Dejé de fumar hace nueve años. Durante más de 30 fumé un promedio de 20 cigarrillos diarios. Hice intentos poco metódicos para dejarlo, pero siempre me podía. Además, el fumador gozaba todavía de cierto prestigio social. No era la lacra que hoy expulsan de todas partes.
En diciembre del 2005, al salir de una neumonía, decidí dejar de fumar. Era consciente de que me despediría para siempre de entrañables ceremonias. Todo vicio tiene sus rituales y su estética.
Y el cigarrillo había sido el compañero inseparable de personajes que admiraba: Albert Camus, Humphrey Bogart, Jean-Paul Sartre, Bette Davis.
El escritor Manuel Mejía Vallejo contaba que, estando interno en un hospital de Medellín, escuchaba todas las noches los silbidos de asfixia de un paciente con enfisema pulmonar.
Esto le bastó para despedirse del Pielroja, que, con un vaso de ron, completaba la foto que nos hicimos de él sus amigos.
Unos meses antes de tomar mi decisión, la revista SoHo me pidió una defensa escrita de los fumadores. La escribí con placer, con el placer de un cigarrillo después del amor, no tanto para hacer una apología de la nicotina como para protestar contra la cruzada que nos encerraba con su hostilidad.
Claro que el tabaco mata; que es el origen de graves problemas de salud privada y pública; que, al fumar, obligamos a nuestros vecinos a tragar el mismo veneno.
No hay fumador que no lo sepa. Claro que cada año mueren decenas de miles de consumidores de nicotina, como mueren decenas de miles de adictos al alcohol o a las drogas duras.
Antes de tomar la decisión, había probado con un ansiolítico que me regaló un amigo cardiólogo. Los efectos secundarios de las dichosas pastillas volvían perezoso e indiferente el músculo gozoso.
Uno viene a este mundo a vivir y no a durar. Después de quemar simbólicamente un paquete de cigarrillos, mantuve en mi escritorio otra cajetilla. Quería experimentar con una frase que recordaba de una vieja película: “No elimines el objeto del deseo; elimina el deseo”.
Sin heroísmo, les dije adiós al cigarrillo y a sus rituales, a la humillante búsqueda de colillas en la madrugada, a las cenizas que caían en el teclado del computador, a las quemaduras en la ropa nueva.
No adopté los resabios de un converso ni empecé a soltar sermones. El cigarrillo, me dije, no es más que otro producto en el catálogo de su instinto de muerte, que diría Freud. Como el alcohol o las drogas duras.
El tabaco y su consumo dejaron de ser un asunto privado del “libre desarrollo de la personalidad”. Se convirtieron en un candente asunto de salud pública, pero la tendencia prohibicionista no ha impedido que las tabacaleras y sus lobistas desafíen a los gobernantes.
El bueno de Pepe Mujica viajó a Washington: a hablar con Barack Obama sobre una demanda al Gobierno uruguayo. No tengo nada contra las corporaciones, debió de haber dicho Mujica.
Que ganen plata, pero que acepten que están fuera de casa, que las reglas las hacen los propios, no los poderosos foráneos. Creí que Pepe le había recordado todo esto a Obama.

◆ **INFORMACIÓN MOSTRADA**
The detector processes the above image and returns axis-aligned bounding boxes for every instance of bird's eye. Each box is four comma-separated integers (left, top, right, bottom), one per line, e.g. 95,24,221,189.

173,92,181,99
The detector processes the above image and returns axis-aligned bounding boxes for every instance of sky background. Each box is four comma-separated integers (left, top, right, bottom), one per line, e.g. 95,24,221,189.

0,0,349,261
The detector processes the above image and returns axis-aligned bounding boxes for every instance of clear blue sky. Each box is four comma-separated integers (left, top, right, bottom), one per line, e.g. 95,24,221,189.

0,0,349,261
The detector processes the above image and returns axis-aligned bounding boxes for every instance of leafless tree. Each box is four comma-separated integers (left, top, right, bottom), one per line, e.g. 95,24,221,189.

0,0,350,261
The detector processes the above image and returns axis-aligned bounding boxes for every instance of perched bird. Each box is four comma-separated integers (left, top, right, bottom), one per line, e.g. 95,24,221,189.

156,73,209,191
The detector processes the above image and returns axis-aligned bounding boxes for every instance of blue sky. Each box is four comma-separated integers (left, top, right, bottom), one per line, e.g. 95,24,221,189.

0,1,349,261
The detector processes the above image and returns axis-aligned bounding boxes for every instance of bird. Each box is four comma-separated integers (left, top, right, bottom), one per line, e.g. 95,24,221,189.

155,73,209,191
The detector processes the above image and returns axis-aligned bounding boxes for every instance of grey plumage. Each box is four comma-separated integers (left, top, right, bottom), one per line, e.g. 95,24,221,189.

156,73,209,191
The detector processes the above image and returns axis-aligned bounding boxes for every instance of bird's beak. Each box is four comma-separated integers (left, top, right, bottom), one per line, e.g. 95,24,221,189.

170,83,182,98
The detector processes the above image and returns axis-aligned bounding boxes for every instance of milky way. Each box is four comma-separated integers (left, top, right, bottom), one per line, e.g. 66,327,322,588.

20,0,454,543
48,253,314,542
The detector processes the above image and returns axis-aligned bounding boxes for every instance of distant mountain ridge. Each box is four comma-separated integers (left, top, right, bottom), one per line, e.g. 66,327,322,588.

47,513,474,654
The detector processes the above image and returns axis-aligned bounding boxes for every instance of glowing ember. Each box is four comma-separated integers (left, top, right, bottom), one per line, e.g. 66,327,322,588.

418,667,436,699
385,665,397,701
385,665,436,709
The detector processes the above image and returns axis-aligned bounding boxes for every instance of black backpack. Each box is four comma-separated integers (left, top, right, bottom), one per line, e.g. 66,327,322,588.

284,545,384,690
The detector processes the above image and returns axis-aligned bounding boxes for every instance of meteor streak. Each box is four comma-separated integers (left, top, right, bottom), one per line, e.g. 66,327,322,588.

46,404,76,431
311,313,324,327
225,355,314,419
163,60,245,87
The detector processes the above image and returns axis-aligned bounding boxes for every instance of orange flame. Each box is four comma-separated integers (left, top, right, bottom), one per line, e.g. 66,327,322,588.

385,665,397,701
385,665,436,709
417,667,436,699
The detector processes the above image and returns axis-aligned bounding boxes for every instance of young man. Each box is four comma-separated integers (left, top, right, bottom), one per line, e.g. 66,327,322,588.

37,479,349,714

◆ **EJERCICIOS**
[a] En el texto sobre dejar de fumar, reescribe el tramo que va desde "Sin heroísmo, les" hasta "o las drogas duras." cambiando "madrugada" por "noche".
[b] Según el texto sobre dejar de fumar, ¿en qué mes y año se tomó la decisión de dejar el cigarrillo?
El material no hace falta para resolver nada.

◆ **RESPUESTAS**
[a]
Sin heroísmo, les dije adiós al cigarrillo y a sus rituales, a la humillante búsqueda de colillas en la noche, a las cenizas que caían en el teclado del computador, a las quemaduras en la ropa nueva.
No adopté los resabios de un converso ni empecé a soltar sermones. El cigarrillo, me dije, no es más que otro producto en el catálogo de su instinto de muerte, que diría Freud. Como el alcohol o las drogas duras.

[b] En diciembre del 2005.